(Rows from a pointing dataset)

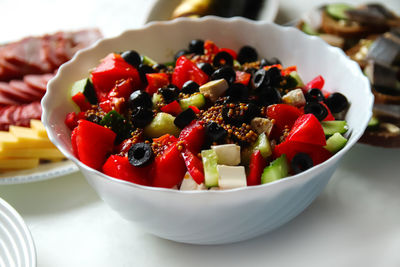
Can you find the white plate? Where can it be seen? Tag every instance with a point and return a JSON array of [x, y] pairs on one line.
[[16, 243], [163, 9], [43, 172]]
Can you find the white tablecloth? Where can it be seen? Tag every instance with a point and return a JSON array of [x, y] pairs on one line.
[[354, 222]]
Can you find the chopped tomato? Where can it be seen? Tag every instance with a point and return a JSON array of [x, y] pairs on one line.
[[120, 168]]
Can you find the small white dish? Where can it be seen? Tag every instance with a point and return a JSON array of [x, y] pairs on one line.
[[226, 216], [16, 244]]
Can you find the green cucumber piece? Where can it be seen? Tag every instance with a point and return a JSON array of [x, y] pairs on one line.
[[331, 127], [335, 143], [306, 28], [209, 159], [86, 87], [197, 100], [262, 143], [278, 169], [163, 123], [148, 61], [116, 122], [338, 10]]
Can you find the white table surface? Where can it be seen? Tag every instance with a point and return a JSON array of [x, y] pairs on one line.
[[354, 222]]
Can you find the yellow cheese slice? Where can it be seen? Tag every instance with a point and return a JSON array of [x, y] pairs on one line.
[[18, 164], [38, 127], [33, 152], [26, 138]]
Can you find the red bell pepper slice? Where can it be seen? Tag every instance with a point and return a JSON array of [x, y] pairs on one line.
[[169, 168], [185, 70], [284, 115], [307, 129], [193, 136], [112, 69], [156, 81], [242, 77], [120, 168], [93, 142], [172, 108], [194, 166], [80, 99], [229, 51], [256, 168], [317, 153], [123, 88], [318, 82]]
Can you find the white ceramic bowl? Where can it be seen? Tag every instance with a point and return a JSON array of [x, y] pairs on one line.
[[214, 217]]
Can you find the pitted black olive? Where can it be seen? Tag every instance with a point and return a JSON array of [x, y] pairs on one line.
[[314, 95], [301, 162], [169, 93], [190, 87], [180, 53], [140, 98], [336, 102], [225, 72], [143, 70], [185, 118], [222, 58], [196, 46], [141, 117], [215, 132], [238, 92], [247, 54], [207, 68], [317, 109], [132, 57], [140, 154]]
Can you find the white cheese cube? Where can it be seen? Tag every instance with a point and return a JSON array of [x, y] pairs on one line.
[[228, 154], [231, 177]]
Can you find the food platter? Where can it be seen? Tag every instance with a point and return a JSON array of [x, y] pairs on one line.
[[162, 10], [44, 171], [16, 243]]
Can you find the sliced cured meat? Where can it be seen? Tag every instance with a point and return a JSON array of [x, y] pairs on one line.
[[6, 100], [18, 96], [26, 89], [38, 81]]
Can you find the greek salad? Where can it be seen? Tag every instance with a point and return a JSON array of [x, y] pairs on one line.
[[213, 118]]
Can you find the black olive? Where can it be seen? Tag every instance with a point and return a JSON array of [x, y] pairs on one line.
[[222, 58], [314, 95], [301, 162], [132, 57], [140, 154], [185, 118], [141, 117], [247, 54], [169, 93], [158, 67], [238, 92], [336, 102], [317, 109], [143, 70], [180, 53], [225, 72], [207, 68], [140, 98], [215, 132], [268, 96], [190, 87], [196, 46]]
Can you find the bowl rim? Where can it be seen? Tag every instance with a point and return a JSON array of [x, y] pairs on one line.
[[308, 174]]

**Exercise**
Rewrite the data above as a numbered list, everything from the line containing "Can you find the pitted" down to the line containing "[[213, 118]]", both included, with blank lines omitted.

**Answer to this task**
1. Can you find the pitted black olive? Where can it be seen? Tag every instance with a point and return a JSON array of [x, y] pairs on one line.
2. [[314, 95], [301, 162], [169, 93], [190, 87], [180, 53], [140, 98], [336, 102], [225, 72], [143, 70], [185, 118], [222, 58], [196, 46], [141, 117], [215, 132], [238, 92], [247, 54], [207, 68], [317, 109], [132, 57], [140, 154]]
3. Can you find the white cheese cube? Where can it be seen? Tag every instance with a point and return a JSON array of [x, y] pairs on one line.
4. [[228, 154], [231, 177]]
5. Can you find the food platter? Where can it be seen? Tag every instance with a point and return a JSON array of [x, y] pairs on one line.
6. [[162, 10], [44, 171], [16, 243]]
7. Can you find the sliced cured meat? Where can it be seen? Tag every instance with a point and return a JSON array of [x, y] pairs on one line.
8. [[6, 100], [18, 96], [26, 89], [38, 81]]
9. Can you find the greek salad? Where can it be seen? Tag every instance with a point and return a JSON array of [x, y] pairs on one line.
10. [[213, 118]]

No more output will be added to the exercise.